• **Short problem**
Output each line of the listing below as a JSON array of strings, one string per line, with blank lines omitted.
▼
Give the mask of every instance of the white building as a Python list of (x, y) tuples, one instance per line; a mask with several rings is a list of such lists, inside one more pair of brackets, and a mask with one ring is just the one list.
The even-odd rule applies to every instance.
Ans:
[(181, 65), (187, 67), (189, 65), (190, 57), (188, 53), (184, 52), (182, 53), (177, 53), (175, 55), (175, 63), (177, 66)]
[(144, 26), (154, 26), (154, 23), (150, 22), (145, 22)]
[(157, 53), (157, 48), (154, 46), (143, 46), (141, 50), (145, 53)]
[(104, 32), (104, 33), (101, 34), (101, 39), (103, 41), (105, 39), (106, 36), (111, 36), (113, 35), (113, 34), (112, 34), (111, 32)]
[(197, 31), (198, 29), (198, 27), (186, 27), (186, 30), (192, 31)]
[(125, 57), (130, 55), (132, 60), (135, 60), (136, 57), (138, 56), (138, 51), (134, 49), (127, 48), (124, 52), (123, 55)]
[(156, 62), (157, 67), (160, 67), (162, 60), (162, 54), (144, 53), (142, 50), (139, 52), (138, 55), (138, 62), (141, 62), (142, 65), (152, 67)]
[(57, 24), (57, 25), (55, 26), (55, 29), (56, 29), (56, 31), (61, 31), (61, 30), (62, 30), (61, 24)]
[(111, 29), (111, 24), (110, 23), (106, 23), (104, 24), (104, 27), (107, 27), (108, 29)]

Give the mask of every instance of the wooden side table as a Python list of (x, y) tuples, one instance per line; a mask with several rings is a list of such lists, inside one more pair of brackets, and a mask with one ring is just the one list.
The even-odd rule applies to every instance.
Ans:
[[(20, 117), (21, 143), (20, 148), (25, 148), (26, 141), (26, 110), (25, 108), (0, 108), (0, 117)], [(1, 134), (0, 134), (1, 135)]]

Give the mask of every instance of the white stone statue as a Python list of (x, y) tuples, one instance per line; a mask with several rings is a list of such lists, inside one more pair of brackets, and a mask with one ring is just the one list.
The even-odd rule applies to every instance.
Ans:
▲
• **Expected output**
[
  "Give the mask of every instance of the white building as a Python list of (x, y) tuples, one instance per line; a mask with several rings is a list of such lists, inside one more pair of brackets, and a mask with one ring is just the one list.",
  "The even-odd rule applies to every instance.",
  "Ans:",
  "[(181, 65), (187, 67), (189, 65), (190, 57), (188, 53), (184, 52), (182, 53), (177, 53), (175, 55), (175, 63), (177, 66)]",
  "[(144, 26), (154, 26), (154, 23), (150, 22), (145, 22)]",
  "[(157, 53), (157, 48), (154, 46), (143, 46), (141, 50), (145, 53)]",
  "[(104, 32), (104, 33), (101, 34), (101, 39), (103, 41), (105, 39), (106, 36), (111, 36), (113, 35), (113, 34), (112, 34), (111, 32)]",
  "[(197, 31), (198, 29), (198, 27), (186, 27), (186, 30), (192, 31)]",
  "[(125, 57), (130, 55), (132, 60), (135, 60), (136, 57), (138, 56), (138, 51), (134, 49), (127, 48), (124, 52), (123, 55)]",
  "[(156, 62), (157, 67), (160, 67), (162, 60), (162, 54), (144, 53), (142, 50), (139, 52), (138, 55), (138, 62), (141, 62), (142, 65), (152, 67)]",
  "[(57, 24), (57, 25), (55, 26), (55, 29), (56, 29), (56, 31), (61, 31), (61, 30), (62, 30), (61, 24)]",
  "[(111, 29), (111, 24), (110, 23), (106, 23), (104, 24), (104, 27), (107, 27), (108, 29)]",
  "Give the mask of every instance of the wooden side table as a Python list of (x, y) tuples, one instance per line; a mask with several rings is a list of such lists, inside one more pair of brackets, and a mask with one ring is just the one list.",
  "The even-odd rule applies to every instance.",
  "Ans:",
  "[[(20, 117), (21, 143), (20, 148), (25, 148), (26, 141), (26, 110), (25, 108), (0, 108), (0, 117)], [(1, 134), (0, 134), (1, 135)]]",
  "Give the mask of every instance of the white stone statue as a Python list of (x, y) tuples, one instance per line; a mask with several rings is a list of such lists, inside one more pair of brackets, and a mask with one ring is just the one list.",
  "The even-odd rule applies to every instance.",
  "Ans:"
]